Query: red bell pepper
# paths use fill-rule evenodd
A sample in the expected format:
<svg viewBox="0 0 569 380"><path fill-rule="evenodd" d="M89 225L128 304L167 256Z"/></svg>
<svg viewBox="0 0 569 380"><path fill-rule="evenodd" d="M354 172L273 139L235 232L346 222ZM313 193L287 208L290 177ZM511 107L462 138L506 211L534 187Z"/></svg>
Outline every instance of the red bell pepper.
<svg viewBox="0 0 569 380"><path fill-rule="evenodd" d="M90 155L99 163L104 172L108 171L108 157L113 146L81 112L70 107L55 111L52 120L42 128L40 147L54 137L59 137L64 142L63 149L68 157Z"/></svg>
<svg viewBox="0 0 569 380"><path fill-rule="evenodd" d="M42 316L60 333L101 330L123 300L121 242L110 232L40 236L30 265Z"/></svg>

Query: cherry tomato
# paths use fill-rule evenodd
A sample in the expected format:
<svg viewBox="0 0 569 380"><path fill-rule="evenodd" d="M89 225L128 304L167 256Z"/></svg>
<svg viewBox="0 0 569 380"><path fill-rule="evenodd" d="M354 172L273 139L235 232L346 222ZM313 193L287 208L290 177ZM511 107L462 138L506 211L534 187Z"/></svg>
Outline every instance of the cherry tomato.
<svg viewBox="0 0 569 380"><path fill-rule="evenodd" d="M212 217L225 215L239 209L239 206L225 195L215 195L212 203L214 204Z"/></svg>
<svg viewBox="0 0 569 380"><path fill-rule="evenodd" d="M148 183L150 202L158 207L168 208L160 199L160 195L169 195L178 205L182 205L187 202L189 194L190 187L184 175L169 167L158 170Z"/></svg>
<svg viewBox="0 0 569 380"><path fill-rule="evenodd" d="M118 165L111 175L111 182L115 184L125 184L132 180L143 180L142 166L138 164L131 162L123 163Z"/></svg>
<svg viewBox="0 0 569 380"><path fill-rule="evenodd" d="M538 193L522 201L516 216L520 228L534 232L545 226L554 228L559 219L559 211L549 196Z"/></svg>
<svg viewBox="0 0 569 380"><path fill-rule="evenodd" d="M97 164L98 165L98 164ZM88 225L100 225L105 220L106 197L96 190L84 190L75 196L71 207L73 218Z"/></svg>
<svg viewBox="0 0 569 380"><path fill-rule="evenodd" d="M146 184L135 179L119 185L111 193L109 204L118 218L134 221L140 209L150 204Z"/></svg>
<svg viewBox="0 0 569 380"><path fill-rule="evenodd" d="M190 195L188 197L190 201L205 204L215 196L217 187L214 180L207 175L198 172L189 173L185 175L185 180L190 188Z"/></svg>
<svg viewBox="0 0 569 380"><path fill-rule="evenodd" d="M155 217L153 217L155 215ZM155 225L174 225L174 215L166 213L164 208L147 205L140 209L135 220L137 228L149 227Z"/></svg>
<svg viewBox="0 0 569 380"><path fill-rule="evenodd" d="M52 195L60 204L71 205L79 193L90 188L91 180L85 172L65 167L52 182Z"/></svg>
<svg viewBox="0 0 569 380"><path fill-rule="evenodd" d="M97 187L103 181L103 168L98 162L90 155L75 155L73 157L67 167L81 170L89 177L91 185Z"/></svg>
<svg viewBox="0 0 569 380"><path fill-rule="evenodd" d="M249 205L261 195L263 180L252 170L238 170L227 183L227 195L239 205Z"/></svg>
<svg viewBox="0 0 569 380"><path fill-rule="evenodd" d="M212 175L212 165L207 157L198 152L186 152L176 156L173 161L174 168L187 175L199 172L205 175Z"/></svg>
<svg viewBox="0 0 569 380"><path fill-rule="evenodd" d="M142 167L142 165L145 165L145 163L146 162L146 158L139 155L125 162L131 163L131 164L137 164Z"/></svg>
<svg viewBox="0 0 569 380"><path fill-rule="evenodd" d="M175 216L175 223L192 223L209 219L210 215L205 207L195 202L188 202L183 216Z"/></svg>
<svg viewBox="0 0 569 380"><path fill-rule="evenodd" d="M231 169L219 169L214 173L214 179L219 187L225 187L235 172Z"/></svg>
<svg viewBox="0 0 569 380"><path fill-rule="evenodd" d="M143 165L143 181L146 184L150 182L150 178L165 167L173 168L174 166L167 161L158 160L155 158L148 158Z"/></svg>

● ● ● ● ●

» Work to complete
Express the portion of the listing that opens with its first line and closes with the line containing "316L60 333L101 330L123" as a JSON list of strings, with one string per line and blank lines omitted.

» Exercise response
[
  "Query: red bell pepper",
  "# paths use fill-rule evenodd",
  "A sample in the expected format:",
  "<svg viewBox=\"0 0 569 380\"><path fill-rule=\"evenodd\" d=\"M89 225L128 304L167 256Z\"/></svg>",
  "<svg viewBox=\"0 0 569 380\"><path fill-rule=\"evenodd\" d=\"M354 172L273 139L235 232L346 222ZM313 193L287 208L290 177ZM511 107L462 138L506 211L534 187Z\"/></svg>",
  "Outline every instance of the red bell pepper.",
  "<svg viewBox=\"0 0 569 380\"><path fill-rule=\"evenodd\" d=\"M90 155L99 163L104 172L108 171L108 157L113 146L81 112L70 107L55 111L52 120L42 128L40 147L54 137L59 137L64 142L63 149L68 157Z\"/></svg>",
  "<svg viewBox=\"0 0 569 380\"><path fill-rule=\"evenodd\" d=\"M42 316L60 333L101 330L123 300L121 242L110 232L40 236L30 265Z\"/></svg>"
]